**Instructions for the task**. Extract every line from the material below that contains the string "muffin".

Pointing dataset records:
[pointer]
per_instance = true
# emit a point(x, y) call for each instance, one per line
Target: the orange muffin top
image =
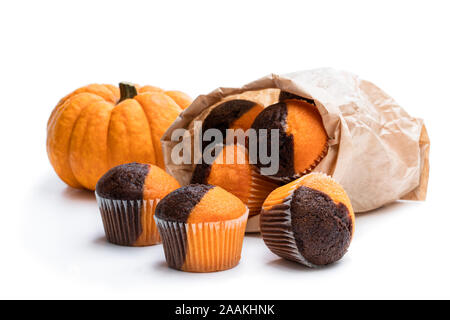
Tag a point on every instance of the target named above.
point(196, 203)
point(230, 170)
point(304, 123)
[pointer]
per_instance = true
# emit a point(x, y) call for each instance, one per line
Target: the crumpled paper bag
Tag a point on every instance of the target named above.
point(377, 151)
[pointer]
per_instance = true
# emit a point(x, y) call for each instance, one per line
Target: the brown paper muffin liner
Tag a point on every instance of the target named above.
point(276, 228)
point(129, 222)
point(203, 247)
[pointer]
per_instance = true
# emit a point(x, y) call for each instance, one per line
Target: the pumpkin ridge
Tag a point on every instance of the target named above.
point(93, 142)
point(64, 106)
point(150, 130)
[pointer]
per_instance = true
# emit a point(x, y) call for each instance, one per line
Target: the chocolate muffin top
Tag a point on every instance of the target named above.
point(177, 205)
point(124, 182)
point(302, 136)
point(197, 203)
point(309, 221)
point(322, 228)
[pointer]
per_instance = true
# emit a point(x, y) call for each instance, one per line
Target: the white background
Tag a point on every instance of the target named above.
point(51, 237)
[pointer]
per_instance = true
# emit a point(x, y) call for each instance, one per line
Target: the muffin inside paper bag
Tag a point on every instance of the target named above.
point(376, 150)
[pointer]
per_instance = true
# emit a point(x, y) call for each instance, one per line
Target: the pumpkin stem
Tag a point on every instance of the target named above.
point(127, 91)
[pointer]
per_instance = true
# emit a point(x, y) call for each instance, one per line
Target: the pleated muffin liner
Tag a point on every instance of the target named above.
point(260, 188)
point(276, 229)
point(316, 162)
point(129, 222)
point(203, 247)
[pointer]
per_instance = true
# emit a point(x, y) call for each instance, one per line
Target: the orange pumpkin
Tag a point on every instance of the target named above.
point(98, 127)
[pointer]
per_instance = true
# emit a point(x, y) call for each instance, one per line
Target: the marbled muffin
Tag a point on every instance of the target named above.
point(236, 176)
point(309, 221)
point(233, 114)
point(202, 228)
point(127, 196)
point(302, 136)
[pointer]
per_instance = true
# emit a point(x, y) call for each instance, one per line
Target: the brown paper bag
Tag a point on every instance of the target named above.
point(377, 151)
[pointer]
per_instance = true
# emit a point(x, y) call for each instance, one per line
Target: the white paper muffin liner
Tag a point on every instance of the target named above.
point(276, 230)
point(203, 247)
==
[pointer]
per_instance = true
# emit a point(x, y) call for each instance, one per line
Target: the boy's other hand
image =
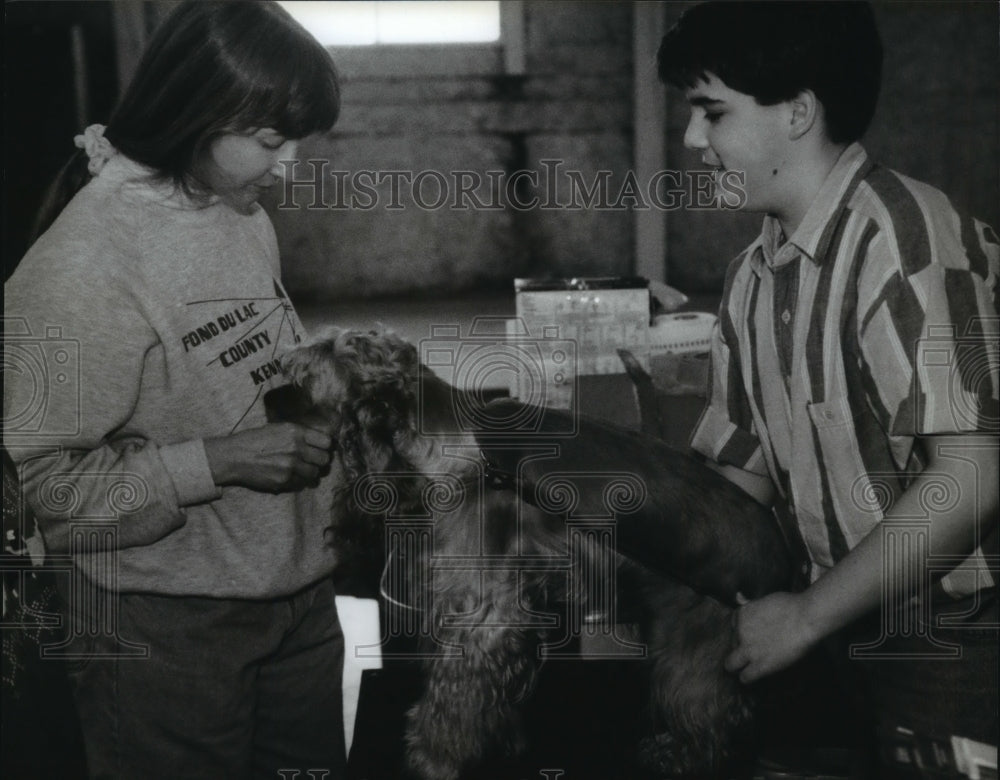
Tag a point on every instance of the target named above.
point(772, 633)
---
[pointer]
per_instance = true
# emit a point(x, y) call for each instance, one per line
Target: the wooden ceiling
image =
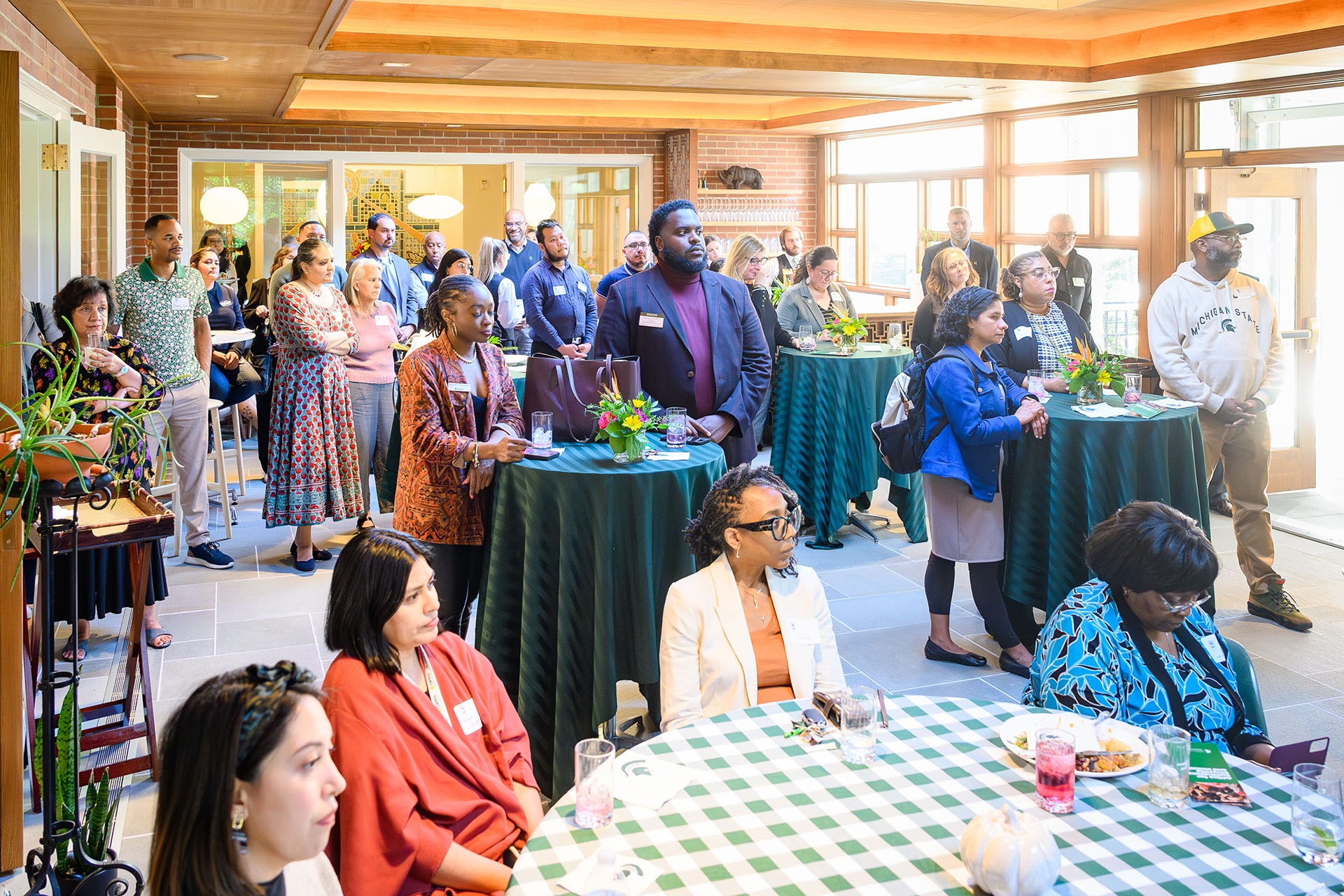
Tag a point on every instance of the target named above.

**Response**.
Target: the orange muffin top
Target: the brown paper muffin liner
Target: the chocolate muffin top
Target: the muffin inside paper bag
Target: the pleated muffin liner
Target: the marbled muffin
Target: the white paper muffin liner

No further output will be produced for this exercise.